DOCUMENT EXCERPT
○ ○ ○

Commentary

Click To Close: How Marketers Are Supercharging Online Campaigns

The old adage may have been that "50% of a marketing spend is wasted," but online marketing can effectively eliminate that proposition. Today's campaigns are highly visible, trackable and convertible, with each click being carefully catalogued and calculated to maximize every dollar spent and search term purchased.

As offline advertising dollars continue to be diverted to search and other online campaigns, B2B marketers are spending billions of dollars to drive that click. But what marketers have also learned during this evolution is that even the most strategic online marketing campaigns do not always equate to a sale. Some 98% of site traffic goes unrealized, with a roaming "silent majority" moving in between search engines and sites without ever filling out a form or picking up the phone. This equates to a huge loss for businesses that have carefully planned, tracked and catalogued campaigns to drive eyeballs to their Web site.

So how can marketers go beyond statistical data to turn anonymous Web traffic into real prospects, converting that traffic into paying customers and effectively short-cycling the sales process?

Basically, what do marketers do after the click?

Fortunately, there is an emerging cottage industry focused on this very issue, picking up where the click leaves off. Welcome to the wonderful world of post-click marketing.

The biggest mistake companies make is to think the end goal of an online campaign is to drive traffic to a site. Click-throughs are an important tracking metric, but traffic alone won't bring home the proverbial bacon for most companies. Savvy customers now want a personalized experience--they want to know that you can fulfill their needs, yet they are not likely to fill out lengthy surveys to help show you the way.

○ ○ ○

DATA LINES
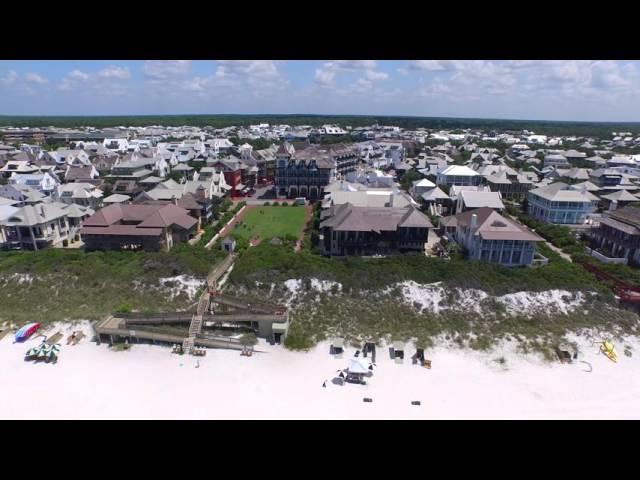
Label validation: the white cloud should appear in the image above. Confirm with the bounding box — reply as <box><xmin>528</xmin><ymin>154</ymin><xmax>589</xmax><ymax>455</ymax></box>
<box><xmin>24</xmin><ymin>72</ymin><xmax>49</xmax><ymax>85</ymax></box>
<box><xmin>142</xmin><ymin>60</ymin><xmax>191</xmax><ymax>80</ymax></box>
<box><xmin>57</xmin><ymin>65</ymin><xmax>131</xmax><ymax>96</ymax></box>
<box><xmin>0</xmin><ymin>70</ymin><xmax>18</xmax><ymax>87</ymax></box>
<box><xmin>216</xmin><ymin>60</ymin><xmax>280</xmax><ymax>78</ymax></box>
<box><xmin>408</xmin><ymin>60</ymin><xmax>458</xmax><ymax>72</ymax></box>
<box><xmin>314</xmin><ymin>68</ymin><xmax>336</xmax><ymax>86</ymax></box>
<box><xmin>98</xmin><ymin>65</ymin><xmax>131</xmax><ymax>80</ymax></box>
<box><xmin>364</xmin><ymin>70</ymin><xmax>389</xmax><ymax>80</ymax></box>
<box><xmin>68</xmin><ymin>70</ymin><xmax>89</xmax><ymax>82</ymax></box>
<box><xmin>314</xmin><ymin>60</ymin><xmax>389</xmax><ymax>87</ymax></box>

○ ○ ○

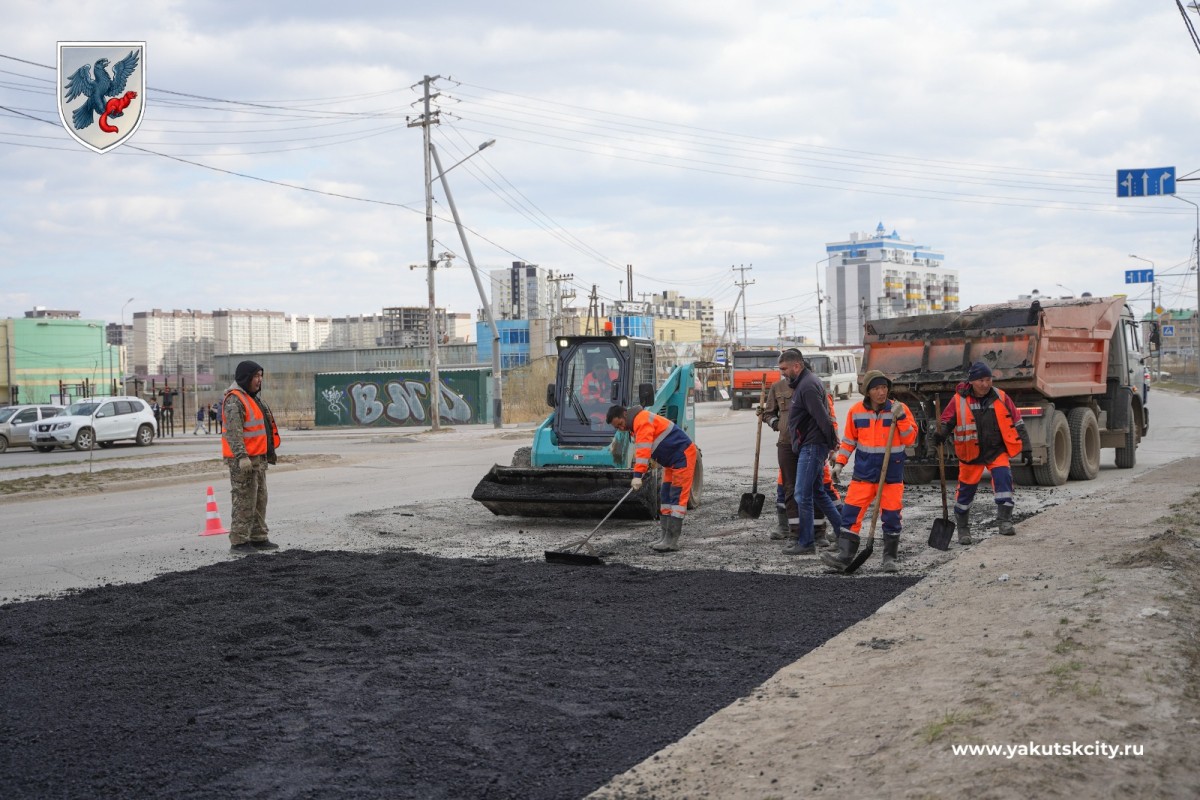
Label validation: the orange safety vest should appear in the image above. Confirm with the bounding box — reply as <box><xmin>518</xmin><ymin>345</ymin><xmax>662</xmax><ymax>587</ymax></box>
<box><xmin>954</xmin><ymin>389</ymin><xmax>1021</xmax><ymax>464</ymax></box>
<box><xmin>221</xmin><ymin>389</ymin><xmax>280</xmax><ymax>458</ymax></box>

○ ○ ○

WRITTEN PROBLEM 1
Reproduce everything in the post-click marketing commentary from "So how can marketers" down to "the sales process?".
WRITTEN PROBLEM 2
Summarize the post-click marketing commentary in two sentences.

TASK OUTPUT 1
So how can marketers go beyond statistical data to turn anonymous Web traffic into real prospects, converting that traffic into paying customers and effectively short-cycling the sales process?

TASK OUTPUT 2
Online campaigns are highly trackable, and B2B marketers spend billions of dollars to drive clicks, yet some 98% of site traffic goes unrealized because visitors never fill out a form or pick up the phone. An emerging cottage industry of post-click marketing addresses this gap, since traffic alone won't bring results and customers now want a personalized experience.